Aim: Copy every one of the records below word for word, without changing anything.

Data provided:
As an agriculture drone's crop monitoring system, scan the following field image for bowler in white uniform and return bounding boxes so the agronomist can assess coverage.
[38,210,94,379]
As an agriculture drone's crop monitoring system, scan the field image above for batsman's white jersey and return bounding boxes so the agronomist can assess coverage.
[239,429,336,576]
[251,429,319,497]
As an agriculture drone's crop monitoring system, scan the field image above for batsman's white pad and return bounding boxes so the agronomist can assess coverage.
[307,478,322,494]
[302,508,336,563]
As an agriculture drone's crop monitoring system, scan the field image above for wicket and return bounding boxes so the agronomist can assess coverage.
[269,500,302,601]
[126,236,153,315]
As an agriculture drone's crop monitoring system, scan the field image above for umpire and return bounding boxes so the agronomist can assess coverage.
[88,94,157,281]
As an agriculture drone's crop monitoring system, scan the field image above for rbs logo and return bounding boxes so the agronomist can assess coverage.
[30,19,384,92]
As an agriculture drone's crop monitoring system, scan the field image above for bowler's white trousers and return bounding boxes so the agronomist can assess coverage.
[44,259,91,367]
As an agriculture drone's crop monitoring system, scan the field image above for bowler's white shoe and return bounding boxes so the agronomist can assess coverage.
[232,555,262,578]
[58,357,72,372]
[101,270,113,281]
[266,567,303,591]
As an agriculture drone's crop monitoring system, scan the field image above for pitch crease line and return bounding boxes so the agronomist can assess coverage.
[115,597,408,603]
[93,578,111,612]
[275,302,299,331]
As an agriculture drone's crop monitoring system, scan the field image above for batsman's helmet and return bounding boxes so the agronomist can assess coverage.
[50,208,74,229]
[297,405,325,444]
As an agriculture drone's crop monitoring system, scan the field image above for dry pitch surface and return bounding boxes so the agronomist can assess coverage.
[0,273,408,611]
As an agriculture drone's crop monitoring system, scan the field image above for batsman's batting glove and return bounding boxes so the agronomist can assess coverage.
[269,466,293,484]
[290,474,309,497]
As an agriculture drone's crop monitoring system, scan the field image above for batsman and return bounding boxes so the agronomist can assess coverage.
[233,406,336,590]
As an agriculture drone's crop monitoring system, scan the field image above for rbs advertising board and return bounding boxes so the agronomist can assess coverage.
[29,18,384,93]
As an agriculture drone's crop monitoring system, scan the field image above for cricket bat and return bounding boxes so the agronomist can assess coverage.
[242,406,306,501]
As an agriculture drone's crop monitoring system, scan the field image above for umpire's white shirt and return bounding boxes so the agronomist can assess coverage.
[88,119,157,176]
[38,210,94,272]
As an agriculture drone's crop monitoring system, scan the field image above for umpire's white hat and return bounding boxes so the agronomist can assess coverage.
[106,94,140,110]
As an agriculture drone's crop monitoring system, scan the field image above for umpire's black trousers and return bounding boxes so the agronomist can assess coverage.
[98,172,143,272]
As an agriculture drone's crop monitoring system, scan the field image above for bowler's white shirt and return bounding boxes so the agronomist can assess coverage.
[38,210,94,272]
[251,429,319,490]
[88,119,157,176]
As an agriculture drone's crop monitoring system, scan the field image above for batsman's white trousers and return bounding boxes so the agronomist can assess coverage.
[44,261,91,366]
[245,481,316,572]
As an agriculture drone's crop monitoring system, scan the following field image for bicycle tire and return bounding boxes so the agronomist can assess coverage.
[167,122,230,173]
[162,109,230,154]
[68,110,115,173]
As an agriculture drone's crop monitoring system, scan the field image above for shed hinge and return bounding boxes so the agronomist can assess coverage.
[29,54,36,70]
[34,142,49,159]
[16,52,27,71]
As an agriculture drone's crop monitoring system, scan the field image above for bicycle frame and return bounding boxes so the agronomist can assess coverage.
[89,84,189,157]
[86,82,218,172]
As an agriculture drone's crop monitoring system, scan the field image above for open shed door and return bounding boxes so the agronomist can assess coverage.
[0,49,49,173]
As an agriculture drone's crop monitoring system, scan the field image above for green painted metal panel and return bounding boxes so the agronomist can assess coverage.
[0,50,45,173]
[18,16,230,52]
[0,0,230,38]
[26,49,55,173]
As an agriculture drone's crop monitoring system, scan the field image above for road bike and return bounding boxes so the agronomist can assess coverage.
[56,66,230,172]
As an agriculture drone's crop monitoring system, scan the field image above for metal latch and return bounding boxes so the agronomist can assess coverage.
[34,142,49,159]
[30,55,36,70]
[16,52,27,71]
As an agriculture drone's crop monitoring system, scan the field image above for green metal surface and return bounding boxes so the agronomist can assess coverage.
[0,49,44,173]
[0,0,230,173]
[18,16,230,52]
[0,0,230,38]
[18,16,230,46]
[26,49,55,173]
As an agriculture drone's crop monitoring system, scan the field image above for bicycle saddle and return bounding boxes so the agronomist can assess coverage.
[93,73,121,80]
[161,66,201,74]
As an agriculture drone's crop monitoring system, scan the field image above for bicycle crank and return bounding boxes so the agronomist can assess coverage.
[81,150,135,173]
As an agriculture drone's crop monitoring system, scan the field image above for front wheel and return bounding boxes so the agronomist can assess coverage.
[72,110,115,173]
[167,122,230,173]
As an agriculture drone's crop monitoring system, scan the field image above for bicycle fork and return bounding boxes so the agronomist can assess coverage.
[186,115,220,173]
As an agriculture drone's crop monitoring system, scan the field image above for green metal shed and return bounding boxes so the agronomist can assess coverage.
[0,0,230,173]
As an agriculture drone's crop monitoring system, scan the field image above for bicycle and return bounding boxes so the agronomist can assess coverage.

Exercise response:
As an agriculture drone's crop monitoring system, scan the following field image for bowler in white uniform and return bounding boxes so the agronomist can assess coverage.
[38,210,94,379]
As an agriculture drone's crop monitoring system, scan the field image above for batsman's white jersey and return bounding boxes so the agronomist can assess coverage.
[239,429,336,576]
[251,429,319,497]
As an agriculture drone's crop monitoring system, scan the field image above for batsman's white pad and return bounding boxes so the agronomist can assess coverage.
[307,478,322,494]
[302,508,336,563]
As an agriculture drone's crop monitoring system, scan the field image above for wicket and return bounding boxes so the agronomist can assess coverage.
[269,500,302,601]
[126,236,153,315]
As an agriculture drone's crop monitoring system, scan the field image above for umpire and return bounding boxes so the agronomist can assess coverage.
[88,94,157,281]
As an agriculture drone's crop monitoring system, scan the field image above for rbs logo and return bounding boxes so the agronomist can assess coverage.
[30,19,384,92]
As an agriculture drone's crop monitoring system, scan the field image above for bowler's white trousers and return bounding boxes so the agronomist can assess coverage.
[44,259,91,367]
As an agriculture drone's crop monitoring system, scan the field image above for bowler's white shoe and return bounding boxes so the agronomist can assess coverage.
[232,555,262,578]
[58,357,72,372]
[101,270,113,281]
[266,567,303,591]
As an agriculture drone's crop monitoring system, scan the field image above for pitch crease line and return bounding boxes so the agronomist can assess coverage.
[115,597,408,603]
[93,578,111,612]
[275,302,299,331]
As an agriculture drone's crop monitoring system, scan the field image above for batsman's helmet and return bounding boxes so the agronomist can assess coverage.
[50,208,74,229]
[297,405,325,444]
As an agriculture drone's crop monitoring system, scan the field image above for dry pitch surface and return bounding boxes so the agronomist can assess coverage.
[0,273,408,611]
As an agriculture drone's crop monitoring system, scan the field image above for batsman's batting glove and return bounding boxes so the agronomist can assess coverage.
[269,466,293,484]
[290,474,309,497]
As an agriculture drone's crop monitoring system, scan the field image above for batsman and return bounding boxes so the agronomist can assess coverage.
[233,406,336,590]
As an agriculture drone's crop monitoring system, scan the field image above for rbs advertising board and return bounding boxes so the agronomist can assess coverage.
[29,18,384,93]
As an agriculture drone's crop monitoring system, scan the field image above for cricket bat and return bounding boxes so the agronomist can assess coverage.
[242,406,306,501]
As an agriculture drone's crop monitoring system, scan the field image above for umpire's white shirt and return bounding boxes so the agronomist can assess coverage.
[88,119,157,176]
[38,210,94,272]
As an agriculture drone's crop monitoring system, scan the field image above for umpire's white hat and return bounding boxes so the agronomist can assess coverage.
[106,94,140,110]
As an agriculture drone's crop monitoring system, scan the field image above for umpire's black trousers and return bounding boxes so the agronomist can assess coverage.
[98,172,143,272]
As an agriculture drone's crop monitoring system, scan the field image above for bowler's white shirt and return bounding boxes so the agronomist can assess coverage.
[38,210,94,272]
[251,429,319,490]
[88,119,157,176]
As an agriculture drone's crop monitoring system, scan the field image above for batsman's white trousers and return bounding boxes so the agronomist can assess coverage.
[44,261,91,366]
[245,481,316,572]
As an agriculture drone's crop monitoring system, scan the following field image for bicycle tire and return bounding boxes so the agronomist can assess coverage.
[167,122,230,173]
[162,109,230,154]
[68,110,115,173]
As an agriculture drone's crop monitoring system, scan the field image above for shed hinge and return bounding boxes so the agronomist can assess coverage.
[29,54,36,70]
[34,142,49,159]
[16,52,27,71]
As an agriculture drone's crop monitoring system, scan the field image above for bicycle frame and return bounding boxes so the agronomist can assess coverage.
[89,84,189,157]
[86,82,218,172]
As an agriculture drone's crop monitoring system, scan the field image above for open shed door and return bounding boxes so the agronomist can assess coverage.
[0,49,49,173]
As an agriculture drone's crop monitoring system, scan the field image above for green painted metal panel and return bounding boxes so the agronomist can assess coverage.
[0,50,45,173]
[18,16,230,52]
[0,0,230,38]
[26,49,55,173]
As an agriculture drone's crop monitoring system, scan the field image above for road bike and return bounding boxes so the agronomist can assess coverage.
[56,66,230,172]
As an agriculture drone's crop monitoring system, scan the field image above for metal latch and return bounding boxes so the agronomist can assess coverage.
[34,142,49,159]
[30,55,36,70]
[16,52,27,71]
As an agriculture drone's crop monitoring system, scan the field image above for green metal surface and return bounding boxes so the agronomist can assess coverage.
[0,49,44,173]
[0,0,230,173]
[18,16,230,52]
[0,0,230,38]
[18,16,230,46]
[26,49,55,173]
As an agriculture drone's crop monitoring system, scan the field image above for bicycle saddle and return bounding boxes so the agronomist can assess coverage.
[93,73,121,80]
[161,66,201,74]
As an agriculture drone's crop monitoring system, scan the field image above for bicycle crank and return bounding boxes so the agronomist can assess coverage.
[81,150,135,173]
As an agriculture drone's crop monitoring system, scan the field image above for front wheel and return bounding boxes so the agronomist can assess coverage.
[72,110,115,173]
[167,122,230,173]
As an agriculture drone's crop monitoring system, scan the field image above for bicycle fork and return bounding boxes so the agronomist can assess coverage.
[186,115,220,173]
As an agriculture drone's crop monitoring system, scan the field image above for green metal shed and return bounding boxes so the agronomist can assess coverage.
[0,0,230,173]
As an agriculture drone's crop monitoring system, scan the field image above for bicycle and return bounding boxes so the agronomist can assess coverage.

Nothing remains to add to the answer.